3. Live your life and have experiences that push you to grow

Interesting people make interesting art. I think most of us can agree on that. But what makes a person “interesting?”

Well, if you spend all of your time watching movies and reading and consuming, you might have lots of interesting thoughts, but interesting thoughts are only one half of being an interesting person. The other half of the equation is that you need to do interesting things.

Now, when I say that you should do interesting things, I’m by no means saying that you should quit your day job to be an adventurer and climb mountains.

It simply means that you should make a habit of doing things that are slightly outside of your comfort zone.

To start, take a walk in a part of town you’re unfamiliar with. Have a conversation with a complete stranger. Tell your significant other something they don’t know about you. Write something deeply honest and publish it online. Start learning a new skill you’ve always been interested in.

Just do something small that you wouldn’t do on a typical day in your life. And then make a habit of doing small things like that.

The main idea here is that new experiences push us to have a more nuanced and personal perspective on the world. And having a unique perspective is the foundation for almost all great art.

### RAW DATA
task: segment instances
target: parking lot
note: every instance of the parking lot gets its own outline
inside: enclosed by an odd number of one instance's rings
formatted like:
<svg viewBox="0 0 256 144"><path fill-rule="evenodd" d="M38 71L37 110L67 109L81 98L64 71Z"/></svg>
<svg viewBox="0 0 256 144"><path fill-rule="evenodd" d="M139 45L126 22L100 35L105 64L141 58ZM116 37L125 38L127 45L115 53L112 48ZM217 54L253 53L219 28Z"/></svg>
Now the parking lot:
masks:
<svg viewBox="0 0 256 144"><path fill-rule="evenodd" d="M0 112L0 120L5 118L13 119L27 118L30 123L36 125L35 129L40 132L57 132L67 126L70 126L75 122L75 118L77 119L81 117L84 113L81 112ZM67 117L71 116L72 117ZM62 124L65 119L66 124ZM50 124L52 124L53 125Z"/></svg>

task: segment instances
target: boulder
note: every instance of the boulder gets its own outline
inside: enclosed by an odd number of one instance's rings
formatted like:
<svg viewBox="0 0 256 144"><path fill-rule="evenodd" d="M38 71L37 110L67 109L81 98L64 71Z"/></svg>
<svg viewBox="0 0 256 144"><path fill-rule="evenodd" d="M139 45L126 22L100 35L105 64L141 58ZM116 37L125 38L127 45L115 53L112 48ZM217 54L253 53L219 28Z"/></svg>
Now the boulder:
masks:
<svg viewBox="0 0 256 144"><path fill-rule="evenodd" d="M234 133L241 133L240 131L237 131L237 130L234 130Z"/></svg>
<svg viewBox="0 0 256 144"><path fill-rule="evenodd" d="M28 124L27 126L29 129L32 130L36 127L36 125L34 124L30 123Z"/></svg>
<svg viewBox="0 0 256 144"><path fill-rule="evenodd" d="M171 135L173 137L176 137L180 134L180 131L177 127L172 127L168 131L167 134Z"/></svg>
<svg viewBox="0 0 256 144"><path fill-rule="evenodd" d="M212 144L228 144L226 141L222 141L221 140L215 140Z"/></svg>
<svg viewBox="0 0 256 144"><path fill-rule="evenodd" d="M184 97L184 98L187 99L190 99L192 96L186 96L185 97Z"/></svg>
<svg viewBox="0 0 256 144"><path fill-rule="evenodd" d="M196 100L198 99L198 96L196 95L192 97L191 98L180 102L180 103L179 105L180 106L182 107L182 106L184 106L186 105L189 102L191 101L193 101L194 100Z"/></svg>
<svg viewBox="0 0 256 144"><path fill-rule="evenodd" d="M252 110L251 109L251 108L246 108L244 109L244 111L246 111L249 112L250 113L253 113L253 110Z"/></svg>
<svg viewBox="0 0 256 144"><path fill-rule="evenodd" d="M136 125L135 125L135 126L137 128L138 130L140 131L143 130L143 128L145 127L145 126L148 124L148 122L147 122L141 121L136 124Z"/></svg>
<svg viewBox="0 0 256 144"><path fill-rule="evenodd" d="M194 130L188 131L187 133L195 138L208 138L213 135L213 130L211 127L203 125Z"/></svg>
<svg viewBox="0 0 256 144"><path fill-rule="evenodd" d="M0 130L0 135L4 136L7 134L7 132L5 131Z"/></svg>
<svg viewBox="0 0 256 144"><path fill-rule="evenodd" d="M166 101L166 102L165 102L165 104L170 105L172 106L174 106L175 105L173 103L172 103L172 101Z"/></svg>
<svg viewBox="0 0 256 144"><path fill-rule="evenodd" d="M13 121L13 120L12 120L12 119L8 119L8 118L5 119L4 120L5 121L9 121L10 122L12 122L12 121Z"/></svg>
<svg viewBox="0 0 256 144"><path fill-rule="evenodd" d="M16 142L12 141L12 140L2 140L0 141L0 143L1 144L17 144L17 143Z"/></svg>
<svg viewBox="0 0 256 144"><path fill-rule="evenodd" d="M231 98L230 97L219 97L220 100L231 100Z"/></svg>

### WRITTEN TASK A
Do these statements agree with the advice on doing interesting things? Answer yes or no for each, quoting the deciding words of that text.
(i) Doing interesting things means quitting your day job.
(ii) Talking with a complete stranger is one of the suggested starting points.
(iii) A unique perspective is called the foundation for almost all great art.
### WRITTEN TASK B
Carry on the advice on doing interesting things from its last sentence, writing what comes next.

### RESULT A
(i) No: "I’m by no means saying that you should quit your day job to be an adventurer and climb mountains."
(ii) Yes: "Have a conversation with a complete stranger."
(iii) Yes: "And having a unique perspective is the foundation for almost all great art."

### RESULT B
Putting the three steps together

An important note about this process. It’s not a linear thing, where you start by emulating, and then consume stuff, and then start doing interesting things. Instead, all of this should be happening at the same time.

That might sound overwhelming, but it doesn’t have to be. I’d venture that all of us can spare 30 minutes a day (or even 30 minutes a week) to immerse ourselves in new ideas and do something new. And it doesn't really matter how much time you put towards it (although more is better if you can spare it). All the matters is that you do these things consistently. Make it part of your daily or weekly routine.

Like every aspect of life, it takes time to develop your voice into something that is unique. But if you practice this stuff in your day-to-day life, it will start building up, and over time, and it will amount to something profound.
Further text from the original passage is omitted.